▸ Task directions: The entries below should be output exactly as written.

▸ Record list:
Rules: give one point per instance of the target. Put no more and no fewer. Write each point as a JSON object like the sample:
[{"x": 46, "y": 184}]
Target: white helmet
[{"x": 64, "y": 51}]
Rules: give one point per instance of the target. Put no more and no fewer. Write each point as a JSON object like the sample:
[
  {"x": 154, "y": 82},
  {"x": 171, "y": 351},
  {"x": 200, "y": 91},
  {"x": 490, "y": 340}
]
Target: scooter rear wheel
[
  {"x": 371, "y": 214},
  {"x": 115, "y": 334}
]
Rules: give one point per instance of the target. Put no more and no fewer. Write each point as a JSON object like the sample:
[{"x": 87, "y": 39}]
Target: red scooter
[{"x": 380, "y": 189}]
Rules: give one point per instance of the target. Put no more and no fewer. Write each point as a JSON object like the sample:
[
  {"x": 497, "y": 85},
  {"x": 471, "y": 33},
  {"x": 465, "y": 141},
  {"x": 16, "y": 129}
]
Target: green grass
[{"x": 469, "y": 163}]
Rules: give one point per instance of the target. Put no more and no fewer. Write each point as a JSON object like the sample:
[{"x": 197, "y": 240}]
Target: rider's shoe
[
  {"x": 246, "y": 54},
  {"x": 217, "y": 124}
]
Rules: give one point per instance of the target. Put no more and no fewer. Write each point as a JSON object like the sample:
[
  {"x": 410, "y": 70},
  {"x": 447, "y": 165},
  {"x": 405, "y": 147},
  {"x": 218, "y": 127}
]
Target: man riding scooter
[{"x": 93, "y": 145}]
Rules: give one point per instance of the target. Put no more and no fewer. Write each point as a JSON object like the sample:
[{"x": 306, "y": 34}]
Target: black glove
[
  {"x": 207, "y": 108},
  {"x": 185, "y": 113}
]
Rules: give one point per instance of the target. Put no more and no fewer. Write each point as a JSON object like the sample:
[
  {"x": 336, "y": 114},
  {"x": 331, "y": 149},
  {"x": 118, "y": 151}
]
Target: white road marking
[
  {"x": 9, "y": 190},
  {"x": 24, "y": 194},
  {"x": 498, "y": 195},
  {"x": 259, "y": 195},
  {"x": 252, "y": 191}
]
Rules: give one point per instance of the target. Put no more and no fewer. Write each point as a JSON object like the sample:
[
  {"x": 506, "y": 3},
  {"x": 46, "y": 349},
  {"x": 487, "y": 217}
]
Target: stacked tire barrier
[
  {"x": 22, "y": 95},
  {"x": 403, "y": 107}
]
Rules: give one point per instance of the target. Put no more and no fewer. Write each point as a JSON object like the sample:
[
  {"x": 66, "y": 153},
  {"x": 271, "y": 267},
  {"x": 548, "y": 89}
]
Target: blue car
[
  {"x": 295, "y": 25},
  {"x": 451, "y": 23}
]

▸ Answer to this problem:
Rules: give one point per instance of the target. Put no more and no fewer. Write each point as a JSON object like the sample:
[{"x": 46, "y": 184}]
Target: white helmet
[{"x": 64, "y": 51}]
Rules: give one point per instance of the target. Put no more and no fewer. Write each point as a JSON object like the sample:
[
  {"x": 154, "y": 82},
  {"x": 171, "y": 351},
  {"x": 200, "y": 91},
  {"x": 490, "y": 340}
]
Target: scooter rear wheel
[
  {"x": 371, "y": 214},
  {"x": 115, "y": 334}
]
Rules: give one point per instance of the target. Put no more and no fewer. Write each point as a JSON object like the sample:
[{"x": 87, "y": 39}]
Target: red scooter
[{"x": 380, "y": 189}]
Rules: give one point per instance of the target. Put no more and no fewer. Write each point as a JSON object like the sample:
[
  {"x": 497, "y": 85},
  {"x": 471, "y": 33},
  {"x": 465, "y": 141},
  {"x": 16, "y": 129}
]
Target: green grass
[{"x": 469, "y": 163}]
Rules: give one point per instance of the target. Put no more and no fewer. Write each point as a JSON object like the sample:
[{"x": 197, "y": 240}]
Target: rider's shoe
[
  {"x": 246, "y": 54},
  {"x": 217, "y": 124}
]
Rules: give one point per instance of the target. Put no more and no fewer. Write each point as a JSON object like the sample:
[
  {"x": 410, "y": 70},
  {"x": 447, "y": 165},
  {"x": 405, "y": 147},
  {"x": 218, "y": 127}
]
Target: man riding scooter
[{"x": 93, "y": 145}]
Rules: give one point per instance of the target. Put no more and no fewer. Write each point as a JSON object like the sample:
[{"x": 306, "y": 34}]
Target: black glove
[
  {"x": 207, "y": 108},
  {"x": 185, "y": 113}
]
Rules: give one point per instance of the target. Put no more and no fewer. Write each point as a JSON object like the sample:
[
  {"x": 336, "y": 114},
  {"x": 331, "y": 149},
  {"x": 118, "y": 151}
]
Target: white road marking
[
  {"x": 9, "y": 190},
  {"x": 24, "y": 194},
  {"x": 498, "y": 195},
  {"x": 259, "y": 195},
  {"x": 252, "y": 191}
]
Rules: give one point per instance of the target. Put no more and no fewer. Write each point as a JSON object like the sample:
[
  {"x": 506, "y": 3},
  {"x": 46, "y": 349},
  {"x": 487, "y": 217}
]
Target: stacked tire barrier
[
  {"x": 22, "y": 95},
  {"x": 403, "y": 107}
]
Rules: give one point per instance of the target. Put no more and no fewer. Write each point as a JSON object like the sample:
[
  {"x": 66, "y": 153},
  {"x": 271, "y": 267},
  {"x": 548, "y": 89}
]
Target: blue car
[
  {"x": 295, "y": 25},
  {"x": 451, "y": 23}
]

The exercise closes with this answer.